**AVAILABLE DATA:**
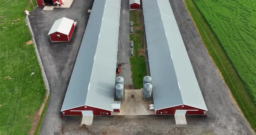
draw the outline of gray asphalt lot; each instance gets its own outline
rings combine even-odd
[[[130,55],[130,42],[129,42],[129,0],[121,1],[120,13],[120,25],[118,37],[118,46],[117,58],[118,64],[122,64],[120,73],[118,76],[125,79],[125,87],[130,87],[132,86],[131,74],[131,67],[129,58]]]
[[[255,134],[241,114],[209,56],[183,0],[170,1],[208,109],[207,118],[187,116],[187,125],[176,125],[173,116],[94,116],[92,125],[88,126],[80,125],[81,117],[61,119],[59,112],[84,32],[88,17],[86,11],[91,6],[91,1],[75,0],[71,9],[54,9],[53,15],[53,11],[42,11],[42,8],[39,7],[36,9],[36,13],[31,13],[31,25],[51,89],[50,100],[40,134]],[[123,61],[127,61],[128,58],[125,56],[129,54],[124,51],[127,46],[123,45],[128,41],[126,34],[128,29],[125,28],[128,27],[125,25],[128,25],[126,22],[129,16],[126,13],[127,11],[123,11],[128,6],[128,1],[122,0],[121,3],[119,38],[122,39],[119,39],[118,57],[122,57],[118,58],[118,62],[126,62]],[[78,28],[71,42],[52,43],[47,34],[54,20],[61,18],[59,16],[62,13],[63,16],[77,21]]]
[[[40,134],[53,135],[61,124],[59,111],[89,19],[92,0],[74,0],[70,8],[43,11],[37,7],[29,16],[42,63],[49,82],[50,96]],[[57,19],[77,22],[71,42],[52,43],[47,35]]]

* * *

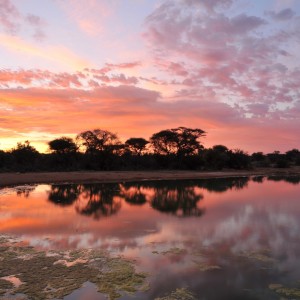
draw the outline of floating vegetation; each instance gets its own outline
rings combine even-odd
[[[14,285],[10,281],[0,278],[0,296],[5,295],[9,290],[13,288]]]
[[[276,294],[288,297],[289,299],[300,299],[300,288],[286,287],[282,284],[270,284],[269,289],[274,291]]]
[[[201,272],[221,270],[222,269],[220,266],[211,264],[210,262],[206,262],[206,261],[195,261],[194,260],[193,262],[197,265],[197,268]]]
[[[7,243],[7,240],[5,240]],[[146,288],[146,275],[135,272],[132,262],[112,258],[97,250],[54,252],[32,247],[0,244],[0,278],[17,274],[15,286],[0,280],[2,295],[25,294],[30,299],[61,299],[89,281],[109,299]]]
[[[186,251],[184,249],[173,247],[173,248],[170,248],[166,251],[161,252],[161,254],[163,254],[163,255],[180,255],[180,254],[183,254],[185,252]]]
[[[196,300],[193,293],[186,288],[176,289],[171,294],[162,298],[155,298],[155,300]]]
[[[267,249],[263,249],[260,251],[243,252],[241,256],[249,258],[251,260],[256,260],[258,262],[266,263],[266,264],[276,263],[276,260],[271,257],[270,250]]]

**WHAT YOU HAVE TO DO:**
Report every line of the records that contains the word "outline", copying each such line in full. Matching is case-sensitive.

**SOLUTION TO THIS PROBLEM:**
draw the outline of gray asphalt lot; each instance gets its own outline
draw the outline of floating vegetation; each instance gets its own outline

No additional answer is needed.